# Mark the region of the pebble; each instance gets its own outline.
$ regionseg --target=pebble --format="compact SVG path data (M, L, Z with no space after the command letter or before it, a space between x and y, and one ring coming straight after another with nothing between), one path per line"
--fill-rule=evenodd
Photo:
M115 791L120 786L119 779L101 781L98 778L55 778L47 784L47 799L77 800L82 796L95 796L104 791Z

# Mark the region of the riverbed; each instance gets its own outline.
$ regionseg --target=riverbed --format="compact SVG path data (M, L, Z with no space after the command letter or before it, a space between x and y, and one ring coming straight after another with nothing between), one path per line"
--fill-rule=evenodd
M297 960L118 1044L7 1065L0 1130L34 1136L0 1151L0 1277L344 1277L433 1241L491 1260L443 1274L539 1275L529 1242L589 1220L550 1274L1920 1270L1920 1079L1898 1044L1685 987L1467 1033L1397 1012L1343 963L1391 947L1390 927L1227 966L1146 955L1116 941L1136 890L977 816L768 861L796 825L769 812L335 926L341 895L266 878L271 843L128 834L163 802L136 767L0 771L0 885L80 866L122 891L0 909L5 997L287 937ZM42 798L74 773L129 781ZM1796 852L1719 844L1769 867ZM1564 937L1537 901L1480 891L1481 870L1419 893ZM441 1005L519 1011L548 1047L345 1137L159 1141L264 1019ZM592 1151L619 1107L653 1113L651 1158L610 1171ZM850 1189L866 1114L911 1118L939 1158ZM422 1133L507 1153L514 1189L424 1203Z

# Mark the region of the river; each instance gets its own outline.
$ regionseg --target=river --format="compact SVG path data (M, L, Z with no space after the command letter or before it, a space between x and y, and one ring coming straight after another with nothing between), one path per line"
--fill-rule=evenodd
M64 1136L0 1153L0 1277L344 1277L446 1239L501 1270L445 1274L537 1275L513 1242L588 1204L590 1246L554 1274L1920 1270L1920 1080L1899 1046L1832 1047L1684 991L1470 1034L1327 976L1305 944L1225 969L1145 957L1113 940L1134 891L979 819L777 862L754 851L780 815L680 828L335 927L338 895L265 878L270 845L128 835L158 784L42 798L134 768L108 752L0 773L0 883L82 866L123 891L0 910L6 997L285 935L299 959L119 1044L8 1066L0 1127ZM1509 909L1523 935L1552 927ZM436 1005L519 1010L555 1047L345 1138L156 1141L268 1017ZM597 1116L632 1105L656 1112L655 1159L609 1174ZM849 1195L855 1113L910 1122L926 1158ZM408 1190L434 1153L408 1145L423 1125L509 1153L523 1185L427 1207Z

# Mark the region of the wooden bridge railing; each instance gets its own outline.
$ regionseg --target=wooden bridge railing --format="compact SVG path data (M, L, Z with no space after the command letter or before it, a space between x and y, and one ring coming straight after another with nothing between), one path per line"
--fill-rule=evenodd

◆ **Your objective**:
Search the records above for the string "riverbed". Report each line that has it.

◆ **Answer space**:
# Mark the region of the riverbed; each instance gets its own outline.
$ regionseg --target=riverbed --format="compact SVG path data (M, L, Z with no space after the command letter or before it, a space between x and y, and one ring coming straight after another with nothing between), one path per line"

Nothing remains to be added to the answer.